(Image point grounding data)

------------------------------------

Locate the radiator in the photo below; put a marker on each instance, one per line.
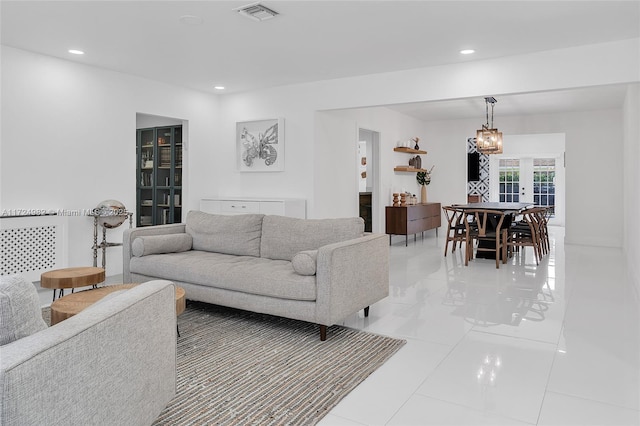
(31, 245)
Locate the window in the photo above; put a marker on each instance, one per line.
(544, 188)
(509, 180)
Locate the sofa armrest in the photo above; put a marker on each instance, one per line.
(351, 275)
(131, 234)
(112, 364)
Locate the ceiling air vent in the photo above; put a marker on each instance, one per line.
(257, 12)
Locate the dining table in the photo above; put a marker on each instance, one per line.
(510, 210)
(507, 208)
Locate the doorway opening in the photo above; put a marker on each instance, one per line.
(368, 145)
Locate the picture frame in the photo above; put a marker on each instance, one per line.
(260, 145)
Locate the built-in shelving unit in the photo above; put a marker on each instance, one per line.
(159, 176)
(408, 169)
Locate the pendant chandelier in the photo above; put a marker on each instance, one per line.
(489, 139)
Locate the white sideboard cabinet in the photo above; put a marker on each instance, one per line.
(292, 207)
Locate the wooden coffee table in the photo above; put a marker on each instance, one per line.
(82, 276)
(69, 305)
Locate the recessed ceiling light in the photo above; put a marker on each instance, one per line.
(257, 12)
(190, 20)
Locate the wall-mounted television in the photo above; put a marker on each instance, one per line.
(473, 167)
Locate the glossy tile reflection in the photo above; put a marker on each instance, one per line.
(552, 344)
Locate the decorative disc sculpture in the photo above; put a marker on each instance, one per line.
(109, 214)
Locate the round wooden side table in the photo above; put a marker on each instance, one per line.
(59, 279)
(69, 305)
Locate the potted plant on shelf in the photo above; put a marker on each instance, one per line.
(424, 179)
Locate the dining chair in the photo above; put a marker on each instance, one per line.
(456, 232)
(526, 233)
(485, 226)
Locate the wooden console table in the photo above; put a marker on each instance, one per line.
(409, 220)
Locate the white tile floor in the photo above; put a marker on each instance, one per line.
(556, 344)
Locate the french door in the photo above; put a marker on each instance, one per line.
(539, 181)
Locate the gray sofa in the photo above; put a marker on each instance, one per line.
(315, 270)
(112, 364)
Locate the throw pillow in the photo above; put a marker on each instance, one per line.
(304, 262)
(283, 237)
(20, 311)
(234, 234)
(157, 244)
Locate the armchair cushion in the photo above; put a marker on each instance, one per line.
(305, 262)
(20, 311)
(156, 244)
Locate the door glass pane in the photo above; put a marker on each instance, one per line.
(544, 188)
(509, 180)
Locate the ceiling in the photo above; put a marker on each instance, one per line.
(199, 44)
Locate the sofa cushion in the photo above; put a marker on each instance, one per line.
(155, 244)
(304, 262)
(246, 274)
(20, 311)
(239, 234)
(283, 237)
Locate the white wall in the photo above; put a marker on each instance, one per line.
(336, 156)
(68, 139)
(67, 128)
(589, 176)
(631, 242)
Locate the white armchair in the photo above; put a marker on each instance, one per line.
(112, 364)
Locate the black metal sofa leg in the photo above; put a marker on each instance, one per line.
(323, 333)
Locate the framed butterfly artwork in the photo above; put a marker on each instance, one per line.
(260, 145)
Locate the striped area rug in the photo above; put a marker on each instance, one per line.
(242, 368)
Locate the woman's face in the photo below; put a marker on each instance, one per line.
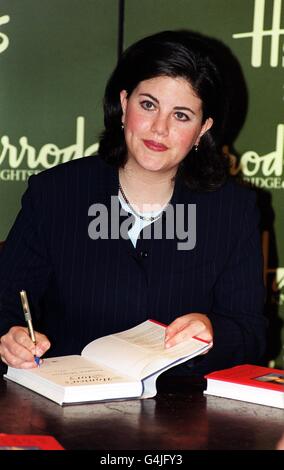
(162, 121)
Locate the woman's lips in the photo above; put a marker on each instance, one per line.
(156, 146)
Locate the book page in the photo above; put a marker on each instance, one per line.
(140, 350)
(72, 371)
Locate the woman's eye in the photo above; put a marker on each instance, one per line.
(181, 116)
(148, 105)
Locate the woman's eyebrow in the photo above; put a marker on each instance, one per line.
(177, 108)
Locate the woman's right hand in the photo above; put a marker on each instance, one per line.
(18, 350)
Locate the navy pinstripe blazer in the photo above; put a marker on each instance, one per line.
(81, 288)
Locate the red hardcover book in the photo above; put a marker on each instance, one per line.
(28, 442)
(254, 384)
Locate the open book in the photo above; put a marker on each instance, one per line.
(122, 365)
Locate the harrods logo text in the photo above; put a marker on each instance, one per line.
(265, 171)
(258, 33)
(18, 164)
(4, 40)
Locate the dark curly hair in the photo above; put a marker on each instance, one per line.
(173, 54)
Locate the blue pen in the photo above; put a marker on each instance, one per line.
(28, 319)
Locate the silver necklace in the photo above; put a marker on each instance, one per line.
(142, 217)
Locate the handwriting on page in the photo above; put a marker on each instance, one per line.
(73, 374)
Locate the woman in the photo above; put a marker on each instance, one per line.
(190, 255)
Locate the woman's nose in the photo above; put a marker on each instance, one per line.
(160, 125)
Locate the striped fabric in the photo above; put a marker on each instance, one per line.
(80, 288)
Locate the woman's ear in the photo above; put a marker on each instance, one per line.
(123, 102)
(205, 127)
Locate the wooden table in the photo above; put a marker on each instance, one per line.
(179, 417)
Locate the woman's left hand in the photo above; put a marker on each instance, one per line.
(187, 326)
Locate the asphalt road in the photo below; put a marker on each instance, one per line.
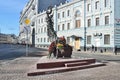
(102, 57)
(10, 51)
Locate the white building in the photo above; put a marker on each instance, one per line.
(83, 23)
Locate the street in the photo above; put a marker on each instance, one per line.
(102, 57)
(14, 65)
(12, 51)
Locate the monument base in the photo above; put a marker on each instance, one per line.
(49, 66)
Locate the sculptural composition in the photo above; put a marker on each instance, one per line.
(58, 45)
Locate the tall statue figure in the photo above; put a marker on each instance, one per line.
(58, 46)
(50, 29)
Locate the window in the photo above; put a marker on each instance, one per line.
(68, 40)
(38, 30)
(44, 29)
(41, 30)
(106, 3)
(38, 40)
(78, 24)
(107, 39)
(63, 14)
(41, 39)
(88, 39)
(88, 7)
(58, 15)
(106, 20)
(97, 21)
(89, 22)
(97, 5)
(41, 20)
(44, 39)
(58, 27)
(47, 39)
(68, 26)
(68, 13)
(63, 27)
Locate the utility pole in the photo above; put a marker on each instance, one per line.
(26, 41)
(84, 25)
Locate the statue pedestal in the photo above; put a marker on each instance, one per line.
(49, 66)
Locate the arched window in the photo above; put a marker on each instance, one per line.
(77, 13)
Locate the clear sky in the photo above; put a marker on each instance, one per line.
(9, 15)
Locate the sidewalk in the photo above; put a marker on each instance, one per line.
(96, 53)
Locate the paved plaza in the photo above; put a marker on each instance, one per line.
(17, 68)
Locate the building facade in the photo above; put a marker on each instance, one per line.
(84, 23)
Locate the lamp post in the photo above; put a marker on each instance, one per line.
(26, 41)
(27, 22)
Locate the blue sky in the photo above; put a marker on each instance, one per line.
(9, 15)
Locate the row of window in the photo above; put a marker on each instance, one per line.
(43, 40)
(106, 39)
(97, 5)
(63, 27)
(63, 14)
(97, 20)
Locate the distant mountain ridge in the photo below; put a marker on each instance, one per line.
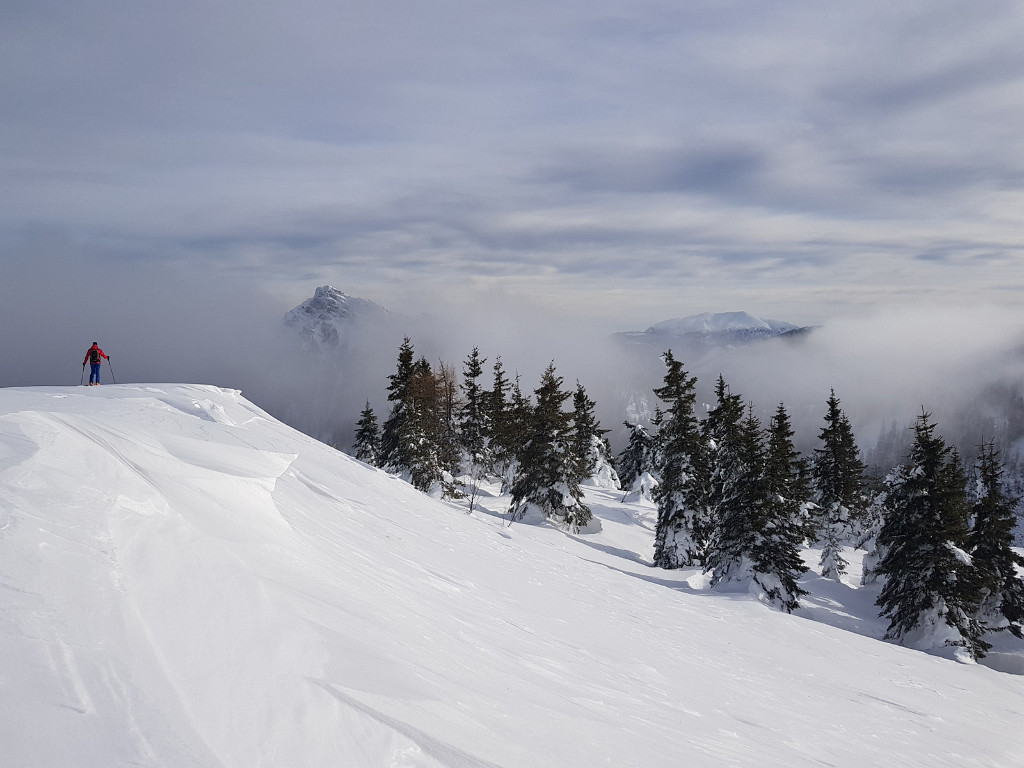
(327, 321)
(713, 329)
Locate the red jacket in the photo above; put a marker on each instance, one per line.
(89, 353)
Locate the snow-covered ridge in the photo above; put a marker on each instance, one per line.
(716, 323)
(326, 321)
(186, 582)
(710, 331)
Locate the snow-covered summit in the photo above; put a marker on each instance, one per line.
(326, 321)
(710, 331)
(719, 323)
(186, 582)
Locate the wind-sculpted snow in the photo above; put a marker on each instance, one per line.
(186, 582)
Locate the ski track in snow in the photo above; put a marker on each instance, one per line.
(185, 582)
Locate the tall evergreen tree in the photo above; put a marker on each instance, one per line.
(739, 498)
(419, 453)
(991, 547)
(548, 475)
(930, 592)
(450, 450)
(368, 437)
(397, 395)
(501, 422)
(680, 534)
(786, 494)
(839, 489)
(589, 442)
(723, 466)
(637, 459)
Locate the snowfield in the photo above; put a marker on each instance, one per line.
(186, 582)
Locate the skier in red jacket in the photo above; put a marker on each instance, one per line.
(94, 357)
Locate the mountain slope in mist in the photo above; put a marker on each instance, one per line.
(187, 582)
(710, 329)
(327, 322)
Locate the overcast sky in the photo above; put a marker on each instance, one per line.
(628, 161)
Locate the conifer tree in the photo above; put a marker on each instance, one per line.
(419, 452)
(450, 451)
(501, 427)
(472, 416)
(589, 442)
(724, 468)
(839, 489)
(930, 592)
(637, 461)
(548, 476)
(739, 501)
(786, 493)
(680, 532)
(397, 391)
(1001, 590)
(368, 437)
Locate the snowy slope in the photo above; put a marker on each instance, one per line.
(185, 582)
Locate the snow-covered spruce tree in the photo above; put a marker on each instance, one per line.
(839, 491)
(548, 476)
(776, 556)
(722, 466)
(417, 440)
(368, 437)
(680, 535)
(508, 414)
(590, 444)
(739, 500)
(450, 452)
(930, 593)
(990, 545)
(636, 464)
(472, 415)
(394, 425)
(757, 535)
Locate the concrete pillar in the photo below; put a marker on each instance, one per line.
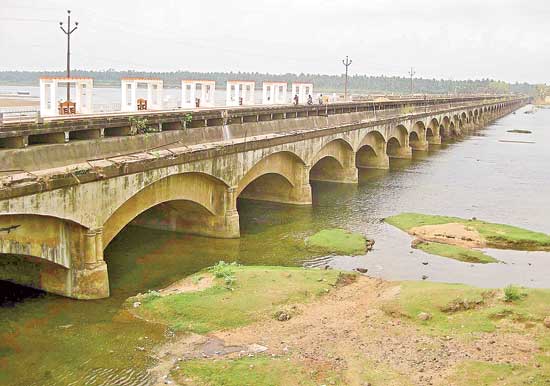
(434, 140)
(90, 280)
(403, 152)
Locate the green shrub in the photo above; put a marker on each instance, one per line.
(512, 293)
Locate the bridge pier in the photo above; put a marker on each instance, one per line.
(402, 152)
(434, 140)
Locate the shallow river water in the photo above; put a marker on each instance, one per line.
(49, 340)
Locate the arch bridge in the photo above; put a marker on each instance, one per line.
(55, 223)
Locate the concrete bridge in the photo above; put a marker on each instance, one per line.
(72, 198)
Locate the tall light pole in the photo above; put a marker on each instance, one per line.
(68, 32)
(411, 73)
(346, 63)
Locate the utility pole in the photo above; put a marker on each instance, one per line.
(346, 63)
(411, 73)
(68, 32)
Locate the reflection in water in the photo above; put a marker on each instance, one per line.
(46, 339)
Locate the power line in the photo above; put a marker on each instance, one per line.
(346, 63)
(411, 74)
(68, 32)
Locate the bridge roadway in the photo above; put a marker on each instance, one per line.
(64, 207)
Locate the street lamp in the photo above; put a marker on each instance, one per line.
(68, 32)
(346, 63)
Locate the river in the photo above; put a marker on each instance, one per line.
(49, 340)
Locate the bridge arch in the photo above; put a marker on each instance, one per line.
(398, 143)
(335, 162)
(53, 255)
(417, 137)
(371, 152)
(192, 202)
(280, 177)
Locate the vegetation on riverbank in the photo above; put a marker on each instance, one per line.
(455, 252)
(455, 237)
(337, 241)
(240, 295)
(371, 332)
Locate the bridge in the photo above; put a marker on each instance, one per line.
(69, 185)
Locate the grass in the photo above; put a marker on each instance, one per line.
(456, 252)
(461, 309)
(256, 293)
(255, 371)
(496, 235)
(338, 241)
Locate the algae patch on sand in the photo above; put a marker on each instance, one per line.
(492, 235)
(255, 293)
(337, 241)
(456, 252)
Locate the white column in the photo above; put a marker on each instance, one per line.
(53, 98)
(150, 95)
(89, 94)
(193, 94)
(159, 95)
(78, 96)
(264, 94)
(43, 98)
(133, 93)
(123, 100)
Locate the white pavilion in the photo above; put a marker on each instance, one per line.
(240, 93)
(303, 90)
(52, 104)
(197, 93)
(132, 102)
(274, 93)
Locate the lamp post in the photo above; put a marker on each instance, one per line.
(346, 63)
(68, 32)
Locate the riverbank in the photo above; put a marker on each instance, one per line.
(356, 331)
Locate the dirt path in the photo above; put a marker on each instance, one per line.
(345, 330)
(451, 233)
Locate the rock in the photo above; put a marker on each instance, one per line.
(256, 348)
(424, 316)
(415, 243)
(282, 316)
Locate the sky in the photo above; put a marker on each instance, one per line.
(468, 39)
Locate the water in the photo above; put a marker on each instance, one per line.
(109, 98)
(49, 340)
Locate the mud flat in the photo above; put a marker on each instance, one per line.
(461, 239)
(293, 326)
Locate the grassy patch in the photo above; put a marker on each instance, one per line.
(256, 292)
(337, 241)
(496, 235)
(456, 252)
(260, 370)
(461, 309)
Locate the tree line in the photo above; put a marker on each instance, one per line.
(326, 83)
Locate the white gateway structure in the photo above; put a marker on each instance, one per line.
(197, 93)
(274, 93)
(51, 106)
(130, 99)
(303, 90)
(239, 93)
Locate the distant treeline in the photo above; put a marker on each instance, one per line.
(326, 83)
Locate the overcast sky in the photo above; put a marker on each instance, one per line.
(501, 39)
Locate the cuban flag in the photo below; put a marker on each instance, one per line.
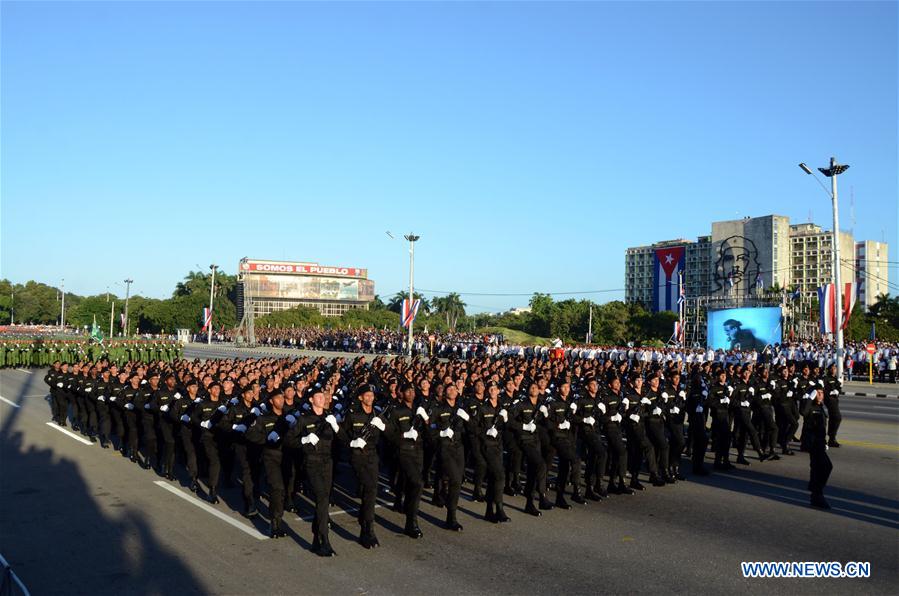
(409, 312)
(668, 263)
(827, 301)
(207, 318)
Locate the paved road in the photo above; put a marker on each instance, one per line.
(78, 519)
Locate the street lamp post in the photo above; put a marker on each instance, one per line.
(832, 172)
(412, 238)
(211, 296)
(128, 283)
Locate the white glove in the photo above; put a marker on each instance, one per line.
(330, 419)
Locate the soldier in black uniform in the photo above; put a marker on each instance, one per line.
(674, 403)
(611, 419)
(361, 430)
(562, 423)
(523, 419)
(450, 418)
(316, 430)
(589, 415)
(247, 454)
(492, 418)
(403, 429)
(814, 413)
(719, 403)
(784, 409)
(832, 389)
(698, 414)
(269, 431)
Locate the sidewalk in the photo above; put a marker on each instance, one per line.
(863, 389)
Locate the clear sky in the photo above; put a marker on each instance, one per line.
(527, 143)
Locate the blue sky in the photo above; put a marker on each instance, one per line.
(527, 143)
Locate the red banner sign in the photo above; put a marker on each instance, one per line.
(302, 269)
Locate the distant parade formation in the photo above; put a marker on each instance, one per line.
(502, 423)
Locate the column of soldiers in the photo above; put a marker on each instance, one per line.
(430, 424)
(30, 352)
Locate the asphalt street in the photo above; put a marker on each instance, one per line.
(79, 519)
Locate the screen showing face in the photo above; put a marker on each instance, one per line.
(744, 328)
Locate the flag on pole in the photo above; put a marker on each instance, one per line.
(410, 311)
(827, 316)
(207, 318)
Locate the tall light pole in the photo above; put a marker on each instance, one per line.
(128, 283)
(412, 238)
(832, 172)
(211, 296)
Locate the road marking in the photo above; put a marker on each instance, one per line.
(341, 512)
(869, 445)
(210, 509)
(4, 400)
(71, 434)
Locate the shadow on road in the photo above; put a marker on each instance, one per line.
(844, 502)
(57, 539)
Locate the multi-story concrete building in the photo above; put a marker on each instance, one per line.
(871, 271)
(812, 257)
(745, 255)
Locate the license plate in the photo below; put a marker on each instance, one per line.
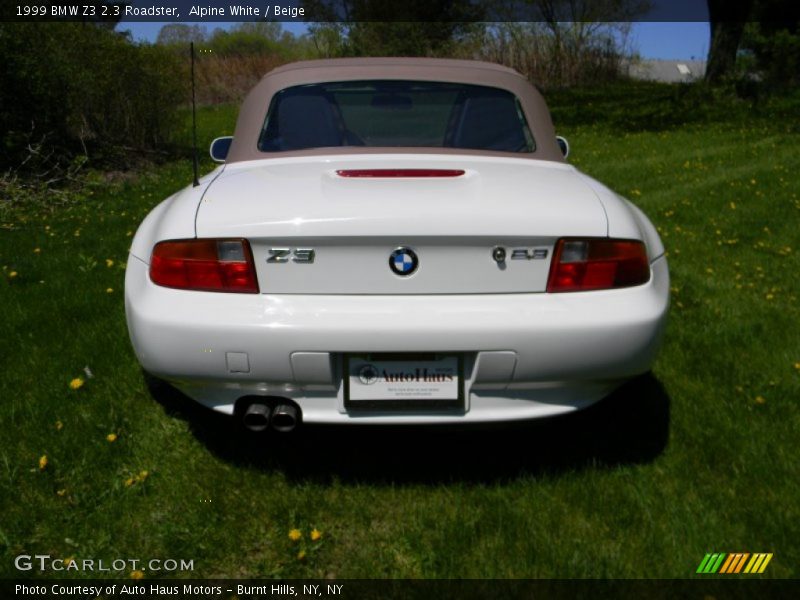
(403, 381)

------------------------------------

To do: Lines from the one holding "Locate the column" down to the last line of the entries above must be retyped exactly, inclusive of both, with no pictures and nothing else.

Answer to this problem:
Locate the column of soldiers in the photo above; put a marker on each instance, one per line.
(430, 424)
(30, 352)
Locate the asphalt street in the photo above; put a marker on each instance, one per line.
(79, 519)
Locate the screen showing face in the photo above; put a marker on each instance, one per line.
(744, 328)
Locate the flag on pole in the photo above; put a marker on each instance, one per line.
(410, 311)
(827, 316)
(207, 318)
Locate the tall light pole in the photo above; put a marker on each instance, one per line.
(128, 283)
(412, 238)
(832, 172)
(211, 296)
Locate the road marking in the photo above; put a marker on each instance, one per line.
(341, 512)
(869, 445)
(210, 509)
(4, 400)
(71, 434)
Locate the shadow on road in the photo above; put a marker on each instance, one per line.
(844, 502)
(57, 539)
Locate the multi-story concrete building in the photo above; put a marker on each instance, one per line.
(871, 271)
(812, 257)
(745, 255)
Locate the license plate in the photo below; put a marker on each instance, one per line.
(403, 381)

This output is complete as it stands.